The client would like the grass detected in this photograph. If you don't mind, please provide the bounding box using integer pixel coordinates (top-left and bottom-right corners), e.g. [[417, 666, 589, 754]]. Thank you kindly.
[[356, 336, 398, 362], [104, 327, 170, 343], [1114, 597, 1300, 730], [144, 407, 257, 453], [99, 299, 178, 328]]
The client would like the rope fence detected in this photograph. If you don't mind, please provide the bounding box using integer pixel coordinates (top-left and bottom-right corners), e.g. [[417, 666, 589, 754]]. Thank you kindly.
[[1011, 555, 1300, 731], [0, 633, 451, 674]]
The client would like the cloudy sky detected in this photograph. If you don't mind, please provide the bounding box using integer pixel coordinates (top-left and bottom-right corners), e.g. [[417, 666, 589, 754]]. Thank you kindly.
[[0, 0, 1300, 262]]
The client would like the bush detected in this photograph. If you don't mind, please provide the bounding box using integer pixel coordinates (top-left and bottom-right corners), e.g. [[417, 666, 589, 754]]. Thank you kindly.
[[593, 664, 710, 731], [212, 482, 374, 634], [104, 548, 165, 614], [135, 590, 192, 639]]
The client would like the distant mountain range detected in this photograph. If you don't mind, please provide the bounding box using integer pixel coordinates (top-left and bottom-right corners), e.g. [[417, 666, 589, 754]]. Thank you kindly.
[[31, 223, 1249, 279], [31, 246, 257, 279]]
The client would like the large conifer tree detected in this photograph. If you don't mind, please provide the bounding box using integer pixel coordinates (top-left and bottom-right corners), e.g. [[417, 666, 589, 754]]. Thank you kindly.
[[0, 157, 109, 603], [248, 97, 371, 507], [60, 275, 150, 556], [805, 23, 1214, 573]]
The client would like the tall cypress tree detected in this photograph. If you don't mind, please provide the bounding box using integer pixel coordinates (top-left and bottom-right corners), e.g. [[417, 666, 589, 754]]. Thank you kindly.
************
> Your instructions: Starting at the line that contains "The client would like the large" and ending at the last line of the items, rewrite those lines as a numbered list, leaving out any blank lines.

> Exercise solution:
1. The client would like the large conifer tree detected in this photograph. If you don't mind, please provide the bounding box using integer pixel coordinates (top-left and bottom-right corners), e.g. [[417, 666, 589, 754]]. Thank you kindly.
2. [[0, 157, 109, 603], [248, 97, 371, 507], [60, 275, 150, 556], [805, 23, 1214, 573]]
3. The client would like the tall cypress tree detected in this photograph. If you don't mind, please provide the bounding box using integer pixel coordinates (top-left and bottom-right corners), e.g. [[417, 666, 589, 754]]. Thank you kindly.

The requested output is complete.